Aim of the exercise
The printed result should hold only the lines from the opening of the data through the line bearing "Where can the shrub", exactly as given and without pictures.

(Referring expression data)

########################################

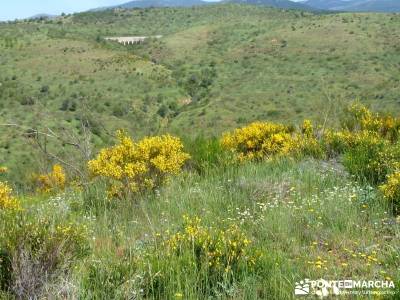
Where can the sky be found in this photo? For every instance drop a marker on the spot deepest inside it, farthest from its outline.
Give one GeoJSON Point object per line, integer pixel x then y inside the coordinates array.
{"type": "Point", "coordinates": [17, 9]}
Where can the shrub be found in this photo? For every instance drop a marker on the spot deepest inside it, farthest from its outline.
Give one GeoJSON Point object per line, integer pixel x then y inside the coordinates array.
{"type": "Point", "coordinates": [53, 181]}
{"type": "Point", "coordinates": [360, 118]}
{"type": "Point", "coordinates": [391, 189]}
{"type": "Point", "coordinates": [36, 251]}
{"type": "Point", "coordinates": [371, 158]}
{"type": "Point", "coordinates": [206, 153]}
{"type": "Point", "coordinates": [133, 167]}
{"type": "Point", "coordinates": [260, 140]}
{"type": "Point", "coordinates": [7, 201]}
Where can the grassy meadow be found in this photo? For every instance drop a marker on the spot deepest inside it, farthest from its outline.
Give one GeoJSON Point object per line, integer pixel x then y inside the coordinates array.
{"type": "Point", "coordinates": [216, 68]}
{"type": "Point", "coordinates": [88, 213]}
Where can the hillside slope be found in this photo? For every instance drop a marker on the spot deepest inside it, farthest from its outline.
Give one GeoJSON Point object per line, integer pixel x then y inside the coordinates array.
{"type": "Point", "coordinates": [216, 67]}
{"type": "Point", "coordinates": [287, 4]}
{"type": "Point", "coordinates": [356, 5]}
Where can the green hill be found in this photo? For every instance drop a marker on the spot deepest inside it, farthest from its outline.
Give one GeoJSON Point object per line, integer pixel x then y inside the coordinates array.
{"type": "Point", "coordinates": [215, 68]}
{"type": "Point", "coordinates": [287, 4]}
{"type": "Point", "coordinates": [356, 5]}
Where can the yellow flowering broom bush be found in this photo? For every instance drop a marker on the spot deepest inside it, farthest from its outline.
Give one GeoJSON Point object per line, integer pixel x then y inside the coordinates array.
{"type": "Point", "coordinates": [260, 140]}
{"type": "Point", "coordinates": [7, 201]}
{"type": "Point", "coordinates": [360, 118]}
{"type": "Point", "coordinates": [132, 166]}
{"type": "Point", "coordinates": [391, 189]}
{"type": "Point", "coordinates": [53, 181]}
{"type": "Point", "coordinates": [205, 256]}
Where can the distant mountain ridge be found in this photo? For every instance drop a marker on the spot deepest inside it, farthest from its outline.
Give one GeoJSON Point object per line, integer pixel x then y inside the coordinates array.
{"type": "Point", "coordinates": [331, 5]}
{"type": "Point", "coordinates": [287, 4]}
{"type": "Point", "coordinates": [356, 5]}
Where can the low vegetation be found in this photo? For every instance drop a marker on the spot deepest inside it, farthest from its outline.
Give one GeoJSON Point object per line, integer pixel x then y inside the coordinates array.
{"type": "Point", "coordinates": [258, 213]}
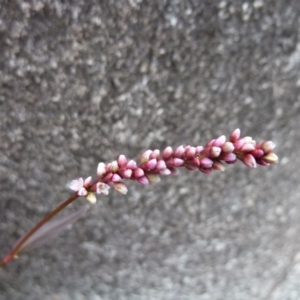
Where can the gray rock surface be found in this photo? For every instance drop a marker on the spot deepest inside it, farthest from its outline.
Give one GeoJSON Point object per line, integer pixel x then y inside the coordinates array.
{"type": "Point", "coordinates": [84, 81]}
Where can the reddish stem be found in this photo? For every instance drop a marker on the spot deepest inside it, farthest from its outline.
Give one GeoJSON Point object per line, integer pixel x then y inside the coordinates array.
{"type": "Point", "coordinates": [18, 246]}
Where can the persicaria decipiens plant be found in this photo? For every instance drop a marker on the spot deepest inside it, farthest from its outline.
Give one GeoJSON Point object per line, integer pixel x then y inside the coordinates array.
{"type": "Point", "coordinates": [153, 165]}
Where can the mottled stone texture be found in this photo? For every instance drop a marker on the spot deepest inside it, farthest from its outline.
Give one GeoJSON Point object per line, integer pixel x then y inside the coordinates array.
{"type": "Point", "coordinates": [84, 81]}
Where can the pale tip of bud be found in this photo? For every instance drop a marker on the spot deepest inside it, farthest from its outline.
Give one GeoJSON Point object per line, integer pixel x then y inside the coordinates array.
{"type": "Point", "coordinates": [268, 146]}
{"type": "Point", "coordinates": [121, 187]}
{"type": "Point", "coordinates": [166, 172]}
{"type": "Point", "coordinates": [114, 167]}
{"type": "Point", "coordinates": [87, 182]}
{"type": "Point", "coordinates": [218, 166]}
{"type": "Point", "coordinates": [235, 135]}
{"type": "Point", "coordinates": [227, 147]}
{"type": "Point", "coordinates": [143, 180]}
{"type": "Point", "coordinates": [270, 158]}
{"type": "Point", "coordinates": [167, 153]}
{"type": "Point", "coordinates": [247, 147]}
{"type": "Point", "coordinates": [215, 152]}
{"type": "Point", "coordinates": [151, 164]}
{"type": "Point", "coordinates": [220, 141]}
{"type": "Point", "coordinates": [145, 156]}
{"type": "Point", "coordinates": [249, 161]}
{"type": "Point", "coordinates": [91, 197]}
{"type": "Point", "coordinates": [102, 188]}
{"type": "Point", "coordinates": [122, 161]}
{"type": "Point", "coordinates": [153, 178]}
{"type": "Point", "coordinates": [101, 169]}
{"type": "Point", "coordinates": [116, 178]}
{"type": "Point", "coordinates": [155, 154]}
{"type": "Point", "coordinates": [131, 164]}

########################################

Result of this exercise
Where can the sky be found in this photo? For every instance drop a marker on the spot deepest inside it, farthest from its outline.
Give one GeoJSON Point object per line, integer pixel x then y inside the coordinates array.
{"type": "Point", "coordinates": [17, 9]}
Where can the shrub be found in this photo? For every instance drop a marker on the spot deepest inside it, farthest from its outline.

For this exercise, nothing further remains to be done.